PROBLEM DETAILS
Recast the records below as a Markdown table with the columns "Row" and "Line," one numbered row for each line and no blank lines. Leave the pictures out.

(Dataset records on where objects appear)
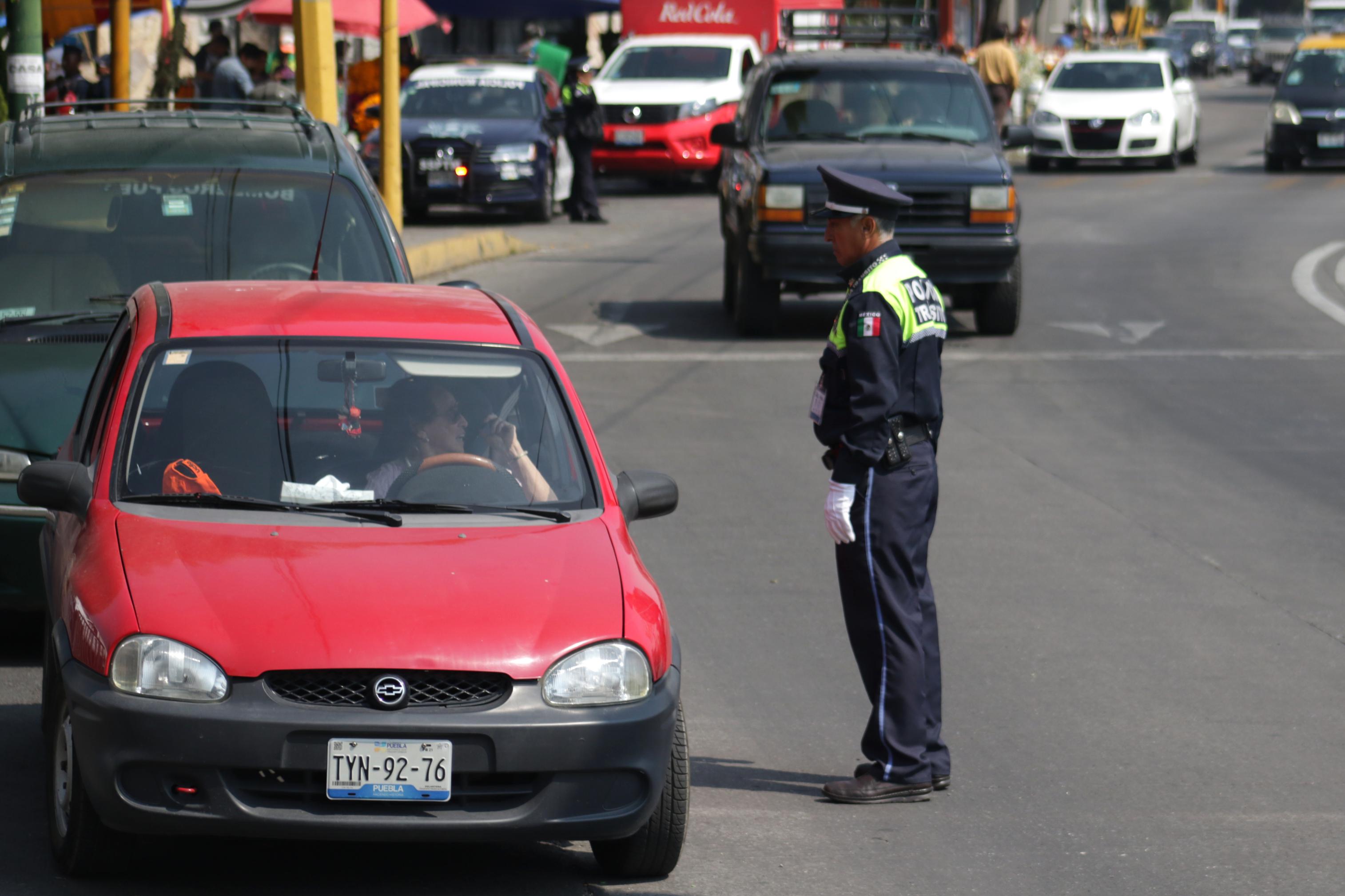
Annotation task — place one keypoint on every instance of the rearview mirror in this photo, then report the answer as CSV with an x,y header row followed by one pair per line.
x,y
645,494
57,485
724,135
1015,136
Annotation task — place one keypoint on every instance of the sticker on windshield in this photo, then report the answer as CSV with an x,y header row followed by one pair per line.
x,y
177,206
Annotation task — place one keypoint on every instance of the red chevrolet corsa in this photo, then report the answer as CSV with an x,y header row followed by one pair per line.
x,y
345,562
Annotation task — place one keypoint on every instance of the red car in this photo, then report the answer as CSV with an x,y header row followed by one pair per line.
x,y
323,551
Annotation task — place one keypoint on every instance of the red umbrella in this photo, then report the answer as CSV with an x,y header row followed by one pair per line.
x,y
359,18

ANSWER TO THIS EXERCISE
| Row | Line |
|---|---|
| 1 | Annotation task — place one keypoint on every instance of the rearview mirror in this photo, then report the answer as CSV with an x,y header row followed by one pair per line. |
| 2 | x,y |
| 3 | 645,494 |
| 4 | 57,485 |
| 5 | 724,135 |
| 6 | 1015,136 |
| 7 | Annotation task — place one keypoint on every instance of the sticker on windshield in this photo, then report the answer as CSV with an x,y header row followed by one pair per line. |
| 8 | x,y |
| 9 | 177,206 |
| 10 | Annotation task — place one keypoint on every instance of the red chevrolet corsa in this photo, then report the answer as CSV with an x,y header row followed by one pair per line. |
| 11 | x,y |
| 12 | 345,562 |
| 13 | Annotation task — place one keypoint on every instance of the red car in this photo, then report the answer as CSV with an x,y header row followed by one pair per line. |
| 14 | x,y |
| 15 | 323,551 |
| 16 | Annotation task — place one keypoint on every instance of the red umbrella in this photo, then report the answer as CSV with an x,y header row followed by one pair per line. |
| 17 | x,y |
| 18 | 359,18 |